# Work to complete
Reproduce the passage of the interview with Mary Baylies between "Mary Baylies is" and "really loved it.", inclusive, substituting "siblings" for each occurrence of "brothers".

Document segment below:

Mary Baylies is a developmental biologist studying muscle biology at the Sloan Kettering Institute. Her work is clarifying how muscle cells form and are repaired and what goes wrong in muscle disease. We spoke to her in August 2018 about how she got interested in science and what sparked her particular focus on the biology of muscles.
I’m the product of a devout Polish Catholic family, the seventh of eight children and the only daughter. On the one hand, my dates had to meet my six older brothers. On the other, my brothers included several engineers and medical personnel. When I was growing up, there were always biology and medical books around the house. I remember sitting up at night when I was supposed to be in bed, leafing through those books. I think I was a science nerd from early on. I just always really loved it.
In high school, I had an amazing biology teacher. He brought so much fun and excitement to class. How could I not want to be a biologist? At that time I thought, I’m going to be a neonatologist using gene therapy — which was very specific. But then when I got to college, I fell in love with molecular biology and with doing research.

End of Document segment.
Information supplied below:

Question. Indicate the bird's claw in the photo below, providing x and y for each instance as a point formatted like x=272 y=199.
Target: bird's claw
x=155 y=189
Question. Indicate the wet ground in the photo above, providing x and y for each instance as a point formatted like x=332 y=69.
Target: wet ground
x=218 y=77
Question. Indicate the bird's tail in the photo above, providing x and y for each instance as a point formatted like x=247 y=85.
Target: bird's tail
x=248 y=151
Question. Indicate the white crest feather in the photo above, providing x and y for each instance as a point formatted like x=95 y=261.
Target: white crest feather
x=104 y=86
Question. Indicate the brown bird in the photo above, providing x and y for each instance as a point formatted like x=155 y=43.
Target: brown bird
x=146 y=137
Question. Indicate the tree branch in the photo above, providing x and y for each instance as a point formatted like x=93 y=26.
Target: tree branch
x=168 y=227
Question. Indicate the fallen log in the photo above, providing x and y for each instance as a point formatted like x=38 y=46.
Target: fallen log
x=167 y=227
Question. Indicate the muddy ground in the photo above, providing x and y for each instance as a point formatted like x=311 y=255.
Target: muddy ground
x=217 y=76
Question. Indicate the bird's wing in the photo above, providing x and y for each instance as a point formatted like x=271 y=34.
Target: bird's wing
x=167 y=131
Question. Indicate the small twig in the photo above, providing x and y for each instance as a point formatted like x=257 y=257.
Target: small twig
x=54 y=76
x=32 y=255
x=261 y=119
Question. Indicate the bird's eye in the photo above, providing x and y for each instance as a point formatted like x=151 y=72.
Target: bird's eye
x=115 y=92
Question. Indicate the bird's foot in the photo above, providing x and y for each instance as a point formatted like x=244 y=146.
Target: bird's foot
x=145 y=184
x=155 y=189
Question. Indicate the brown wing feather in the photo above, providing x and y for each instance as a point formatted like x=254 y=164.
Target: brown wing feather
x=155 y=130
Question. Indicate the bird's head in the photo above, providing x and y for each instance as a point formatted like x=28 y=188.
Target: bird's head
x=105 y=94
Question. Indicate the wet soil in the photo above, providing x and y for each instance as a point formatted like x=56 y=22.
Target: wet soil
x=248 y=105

End of Information supplied.

# Task solution
Mary Baylies is a developmental biologist studying muscle biology at the Sloan Kettering Institute. Her work is clarifying how muscle cells form and are repaired and what goes wrong in muscle disease. We spoke to her in August 2018 about how she got interested in science and what sparked her particular focus on the biology of muscles.
I’m the product of a devout Polish Catholic family, the seventh of eight children and the only daughter. On the one hand, my dates had to meet my six older siblings. On the other, my siblings included several engineers and medical personnel. When I was growing up, there were always biology and medical books around the house. I remember sitting up at night when I was supposed to be in bed, leafing through those books. I think I was a science nerd from early on. I just always really loved it.